- _Entries shown_
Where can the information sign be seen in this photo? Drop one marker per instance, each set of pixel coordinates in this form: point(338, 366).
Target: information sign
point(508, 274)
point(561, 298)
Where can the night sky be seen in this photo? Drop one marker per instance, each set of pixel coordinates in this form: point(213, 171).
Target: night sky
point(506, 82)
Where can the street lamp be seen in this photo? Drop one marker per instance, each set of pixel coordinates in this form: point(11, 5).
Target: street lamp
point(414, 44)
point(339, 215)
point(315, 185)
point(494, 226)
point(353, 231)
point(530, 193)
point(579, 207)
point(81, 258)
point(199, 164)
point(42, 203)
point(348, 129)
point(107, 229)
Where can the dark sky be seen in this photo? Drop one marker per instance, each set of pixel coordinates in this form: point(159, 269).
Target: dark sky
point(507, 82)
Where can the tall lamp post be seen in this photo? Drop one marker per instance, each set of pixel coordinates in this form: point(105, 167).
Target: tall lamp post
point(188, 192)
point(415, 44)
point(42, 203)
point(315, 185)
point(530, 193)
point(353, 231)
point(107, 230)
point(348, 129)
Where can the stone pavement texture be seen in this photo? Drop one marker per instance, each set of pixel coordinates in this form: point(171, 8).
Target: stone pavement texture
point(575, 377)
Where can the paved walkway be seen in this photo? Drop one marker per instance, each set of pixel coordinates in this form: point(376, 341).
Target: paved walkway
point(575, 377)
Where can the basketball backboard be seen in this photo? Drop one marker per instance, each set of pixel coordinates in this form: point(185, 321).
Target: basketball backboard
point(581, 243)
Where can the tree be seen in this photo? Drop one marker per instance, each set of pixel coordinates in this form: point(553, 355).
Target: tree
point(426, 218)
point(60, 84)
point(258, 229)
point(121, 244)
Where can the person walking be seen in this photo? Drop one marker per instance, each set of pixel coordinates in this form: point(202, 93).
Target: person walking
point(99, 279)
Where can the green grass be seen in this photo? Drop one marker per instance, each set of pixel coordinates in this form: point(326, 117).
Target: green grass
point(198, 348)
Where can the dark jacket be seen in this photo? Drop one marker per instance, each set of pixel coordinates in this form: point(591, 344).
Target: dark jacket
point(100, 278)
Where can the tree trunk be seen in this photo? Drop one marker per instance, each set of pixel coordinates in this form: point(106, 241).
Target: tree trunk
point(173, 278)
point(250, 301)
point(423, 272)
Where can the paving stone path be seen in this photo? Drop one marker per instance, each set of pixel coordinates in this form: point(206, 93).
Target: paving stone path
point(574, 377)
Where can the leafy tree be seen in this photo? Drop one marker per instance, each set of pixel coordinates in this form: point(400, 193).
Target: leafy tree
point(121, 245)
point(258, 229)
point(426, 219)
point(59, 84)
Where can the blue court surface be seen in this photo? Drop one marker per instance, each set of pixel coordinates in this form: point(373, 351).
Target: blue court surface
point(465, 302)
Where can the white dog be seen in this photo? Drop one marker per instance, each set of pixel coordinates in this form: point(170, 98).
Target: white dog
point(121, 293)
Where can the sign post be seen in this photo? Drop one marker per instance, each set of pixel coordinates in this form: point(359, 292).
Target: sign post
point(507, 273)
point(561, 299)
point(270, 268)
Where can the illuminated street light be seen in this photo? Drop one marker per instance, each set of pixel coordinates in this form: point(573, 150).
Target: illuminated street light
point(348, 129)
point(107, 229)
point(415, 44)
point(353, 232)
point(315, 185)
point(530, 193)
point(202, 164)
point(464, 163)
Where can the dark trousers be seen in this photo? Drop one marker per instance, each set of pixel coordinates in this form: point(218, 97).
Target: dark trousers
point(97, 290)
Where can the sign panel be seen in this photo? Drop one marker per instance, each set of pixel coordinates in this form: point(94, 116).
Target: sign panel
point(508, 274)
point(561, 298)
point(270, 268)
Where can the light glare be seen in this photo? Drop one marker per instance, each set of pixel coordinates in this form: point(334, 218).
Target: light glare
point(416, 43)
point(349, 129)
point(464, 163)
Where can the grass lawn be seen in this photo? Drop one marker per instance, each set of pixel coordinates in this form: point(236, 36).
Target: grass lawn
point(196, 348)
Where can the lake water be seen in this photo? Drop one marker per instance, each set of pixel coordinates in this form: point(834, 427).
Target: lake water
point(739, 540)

...

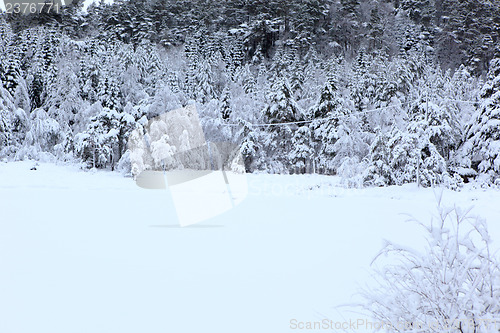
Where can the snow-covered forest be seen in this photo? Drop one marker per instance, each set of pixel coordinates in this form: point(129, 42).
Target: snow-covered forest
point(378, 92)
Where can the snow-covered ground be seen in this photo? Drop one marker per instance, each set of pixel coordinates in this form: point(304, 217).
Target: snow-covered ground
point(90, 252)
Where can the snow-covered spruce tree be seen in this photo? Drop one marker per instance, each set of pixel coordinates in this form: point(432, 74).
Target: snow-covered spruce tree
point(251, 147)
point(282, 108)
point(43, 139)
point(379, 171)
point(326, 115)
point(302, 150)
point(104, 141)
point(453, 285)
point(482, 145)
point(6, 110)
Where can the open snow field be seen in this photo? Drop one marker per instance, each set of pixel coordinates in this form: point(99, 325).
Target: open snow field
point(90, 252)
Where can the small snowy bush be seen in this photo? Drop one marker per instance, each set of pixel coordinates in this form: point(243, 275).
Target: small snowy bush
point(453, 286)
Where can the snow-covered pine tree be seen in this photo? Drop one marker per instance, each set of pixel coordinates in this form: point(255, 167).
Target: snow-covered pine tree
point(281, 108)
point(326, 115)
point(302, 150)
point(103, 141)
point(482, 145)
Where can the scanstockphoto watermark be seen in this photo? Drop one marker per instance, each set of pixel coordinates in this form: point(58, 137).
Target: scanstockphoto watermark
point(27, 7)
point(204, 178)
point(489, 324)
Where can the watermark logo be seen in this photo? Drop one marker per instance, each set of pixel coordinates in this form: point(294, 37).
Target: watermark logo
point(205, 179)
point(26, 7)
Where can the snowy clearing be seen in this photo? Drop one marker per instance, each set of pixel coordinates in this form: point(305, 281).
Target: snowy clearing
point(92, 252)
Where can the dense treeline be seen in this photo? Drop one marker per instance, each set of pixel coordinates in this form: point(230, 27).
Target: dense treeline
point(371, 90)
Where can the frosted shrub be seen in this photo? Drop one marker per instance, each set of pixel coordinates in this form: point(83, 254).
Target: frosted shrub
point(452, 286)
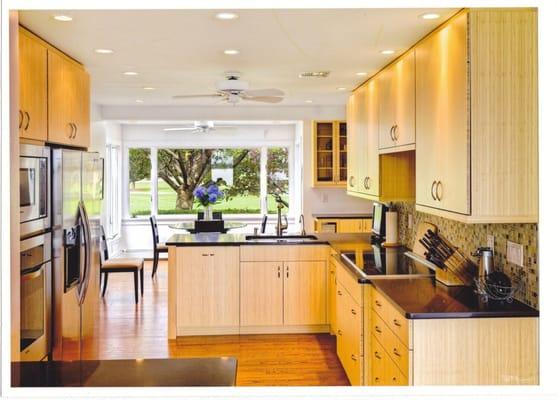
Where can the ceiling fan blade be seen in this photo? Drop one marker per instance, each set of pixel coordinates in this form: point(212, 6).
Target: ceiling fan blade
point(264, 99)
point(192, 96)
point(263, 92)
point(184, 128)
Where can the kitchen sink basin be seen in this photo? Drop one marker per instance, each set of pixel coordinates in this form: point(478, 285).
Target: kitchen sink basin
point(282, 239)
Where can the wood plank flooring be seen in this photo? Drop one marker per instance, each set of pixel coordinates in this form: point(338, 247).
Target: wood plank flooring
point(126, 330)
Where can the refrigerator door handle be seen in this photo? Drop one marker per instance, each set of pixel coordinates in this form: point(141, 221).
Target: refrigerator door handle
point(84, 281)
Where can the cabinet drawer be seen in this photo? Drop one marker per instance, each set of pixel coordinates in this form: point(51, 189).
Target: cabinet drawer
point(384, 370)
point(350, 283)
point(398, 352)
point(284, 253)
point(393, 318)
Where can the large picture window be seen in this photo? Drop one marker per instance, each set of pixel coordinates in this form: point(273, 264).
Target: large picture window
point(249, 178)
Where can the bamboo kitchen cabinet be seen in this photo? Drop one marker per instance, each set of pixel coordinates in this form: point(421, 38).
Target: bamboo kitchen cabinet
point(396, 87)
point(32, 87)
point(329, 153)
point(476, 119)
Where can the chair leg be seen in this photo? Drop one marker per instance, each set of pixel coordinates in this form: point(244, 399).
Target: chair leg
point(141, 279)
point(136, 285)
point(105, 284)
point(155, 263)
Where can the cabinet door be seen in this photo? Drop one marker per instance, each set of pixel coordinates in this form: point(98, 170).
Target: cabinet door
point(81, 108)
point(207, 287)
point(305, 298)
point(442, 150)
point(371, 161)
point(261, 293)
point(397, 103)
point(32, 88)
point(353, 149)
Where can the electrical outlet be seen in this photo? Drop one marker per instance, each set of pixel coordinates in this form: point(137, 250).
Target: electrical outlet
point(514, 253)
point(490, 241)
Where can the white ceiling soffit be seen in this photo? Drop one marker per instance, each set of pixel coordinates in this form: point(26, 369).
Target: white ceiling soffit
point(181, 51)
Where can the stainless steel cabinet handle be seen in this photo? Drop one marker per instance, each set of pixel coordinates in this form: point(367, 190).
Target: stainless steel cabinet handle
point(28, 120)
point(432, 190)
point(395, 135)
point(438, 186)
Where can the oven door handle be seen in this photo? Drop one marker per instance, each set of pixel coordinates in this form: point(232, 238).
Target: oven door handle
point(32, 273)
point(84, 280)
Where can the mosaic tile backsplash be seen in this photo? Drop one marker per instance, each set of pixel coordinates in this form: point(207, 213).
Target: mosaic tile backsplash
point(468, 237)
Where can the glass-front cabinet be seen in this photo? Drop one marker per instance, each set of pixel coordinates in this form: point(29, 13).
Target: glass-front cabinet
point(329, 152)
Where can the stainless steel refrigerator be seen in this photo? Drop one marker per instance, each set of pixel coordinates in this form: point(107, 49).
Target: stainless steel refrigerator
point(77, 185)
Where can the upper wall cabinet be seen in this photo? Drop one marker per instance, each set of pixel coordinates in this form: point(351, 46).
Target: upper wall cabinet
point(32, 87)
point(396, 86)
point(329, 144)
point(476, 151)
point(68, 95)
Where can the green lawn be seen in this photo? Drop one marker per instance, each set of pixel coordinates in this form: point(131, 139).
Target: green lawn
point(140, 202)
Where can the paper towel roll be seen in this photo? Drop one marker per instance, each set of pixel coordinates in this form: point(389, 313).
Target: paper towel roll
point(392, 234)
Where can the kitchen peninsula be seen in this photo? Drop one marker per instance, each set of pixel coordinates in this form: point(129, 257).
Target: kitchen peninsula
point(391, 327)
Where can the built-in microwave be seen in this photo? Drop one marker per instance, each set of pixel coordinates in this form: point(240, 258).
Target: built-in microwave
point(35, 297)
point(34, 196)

---

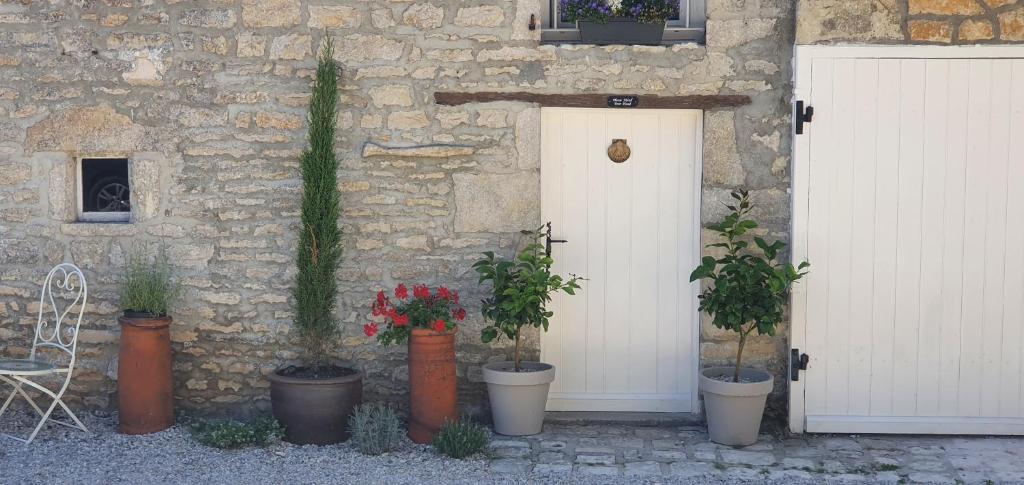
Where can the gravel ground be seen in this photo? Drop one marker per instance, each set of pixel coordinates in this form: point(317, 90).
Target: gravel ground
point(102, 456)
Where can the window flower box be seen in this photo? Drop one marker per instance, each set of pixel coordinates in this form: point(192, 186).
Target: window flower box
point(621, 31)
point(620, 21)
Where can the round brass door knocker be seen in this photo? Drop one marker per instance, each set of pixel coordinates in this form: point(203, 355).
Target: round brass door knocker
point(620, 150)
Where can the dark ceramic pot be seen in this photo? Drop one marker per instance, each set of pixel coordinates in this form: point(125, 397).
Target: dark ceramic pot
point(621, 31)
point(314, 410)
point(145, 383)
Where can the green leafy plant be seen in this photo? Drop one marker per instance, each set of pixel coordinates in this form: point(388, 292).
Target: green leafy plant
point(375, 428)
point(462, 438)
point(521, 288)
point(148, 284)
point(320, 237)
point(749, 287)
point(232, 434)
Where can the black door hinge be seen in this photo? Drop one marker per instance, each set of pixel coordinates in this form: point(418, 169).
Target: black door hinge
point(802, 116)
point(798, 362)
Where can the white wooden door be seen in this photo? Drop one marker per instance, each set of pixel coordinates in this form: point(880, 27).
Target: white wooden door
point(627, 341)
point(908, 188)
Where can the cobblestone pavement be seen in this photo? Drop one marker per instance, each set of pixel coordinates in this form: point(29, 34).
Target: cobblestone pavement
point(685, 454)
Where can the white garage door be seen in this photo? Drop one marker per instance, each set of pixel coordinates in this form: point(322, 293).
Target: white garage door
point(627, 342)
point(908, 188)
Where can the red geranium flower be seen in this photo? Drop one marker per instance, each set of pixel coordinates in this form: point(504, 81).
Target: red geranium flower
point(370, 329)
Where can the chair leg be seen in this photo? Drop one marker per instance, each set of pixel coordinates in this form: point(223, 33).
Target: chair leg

- _What the task asks_
From the listing above, return the lines starting at the one with "Where can the information" and ending at the one with "Where can the tall", both kept, exactly as they appear and nothing more.

- _Exercise output_
Where can the information sign be seen in this photo? Drop one marker per instance, each set of pixel coordinates in this form: point(338, 366).
Target: information sign
point(508, 274)
point(561, 298)
Where can the night sky be seen in this photo? Drop one marker per instance, each set of pixel coordinates in this form: point(213, 171).
Target: night sky
point(506, 82)
Where can the street lamp be seen in this photo? Drop one marker per instance, each set of pixel coordinates in this form: point(11, 5).
Target: street lamp
point(414, 44)
point(339, 215)
point(315, 185)
point(494, 226)
point(353, 231)
point(530, 193)
point(579, 207)
point(81, 258)
point(199, 164)
point(42, 203)
point(348, 129)
point(107, 229)
Where can the dark sky be seen in this photo? Drop one marker per instance, each set of pixel coordinates in this form: point(159, 269).
Target: dark sky
point(507, 82)
Where can the tall lamp post be seen in this photo? Drop one marker per instance, each set of pixel coordinates in this form: point(105, 167).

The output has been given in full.